§ Extracted text
-------
Author Archives: paulvick

Language wars and Kilkenny cats

I try to stay out of the language wars as much as possible, and I’ve particularly sat this round out because it was started by a company who’s trying to sell something. However, the word that A Word A Day sent out today seemed strangely appropriate. The word was “Kilkenny cats” and you can read more about them here. I particularly liked the limerick:

There wanst was two cats of Kilkenny
Each thought there was one cat too many
So they fought and they fit
And they scratched and they bit
‘Til instead of two cats there weren’t any.

Appropriate…

Why don’t partial types require partial on all declarations?

Andy Maggs asks:

Who thought it was cool to be able to create partial classes without indicating on the ‘primary’ class that it has other parts somewhere else. In C# you must use the partial keyword on all parts, so why not VB?

Since partial type cannot span projects (i.e. a type must be fully described inside of a project), we felt it was sufficient to only have to have at least one of the declarations “opt in” to partialness. Requiring every partial declaration to have to specify that it was partial seemed to be unnecessarily strict. For example, in the designer case such as a WinForm, it is really necessary to put “Partial” on the class declaration when the partial type that the designer spits isn’t even shown by default?

And, of course, there’s no reason that a developer can’t specify “Partial“ on all partial declarations if they so choose. You can even modify, say, the WinForms template to add it if you want.

In the end, this is one of those things I was talking about just last week, a real judgement call. There are more than a few people who have taken issue with this particular decision, feeling that the more explicit the better. (There have been even suggestions made to us that partial types should have to explicitly state which source file the other partial types reside.) I can see their point and don’t think their arguments are bad, we just don’t happen to agree on this…

Boo to you, too!
-------
§ Given information

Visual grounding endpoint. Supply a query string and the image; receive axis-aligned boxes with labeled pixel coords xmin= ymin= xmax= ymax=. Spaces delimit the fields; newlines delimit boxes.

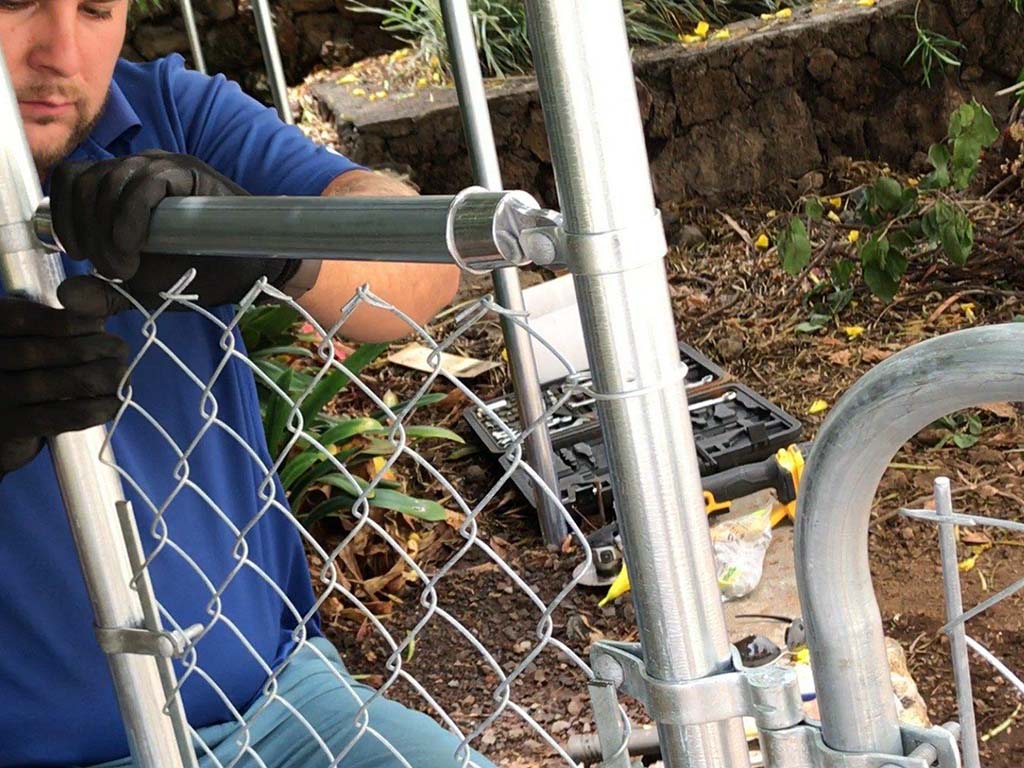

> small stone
-------
§ Problem to solve
Reproduce the part of the blog text that opens with the words containing "Who thought it" and closes with "why not VB?". Work only from the blog text and leave the material aside.

§ Result for this exercise
Who thought it was cool to be able to create partial classes without indicating on the ‘primary’ class that it has other parts somewhere else. In C# you must use the partial keyword on all parts, so why not VB?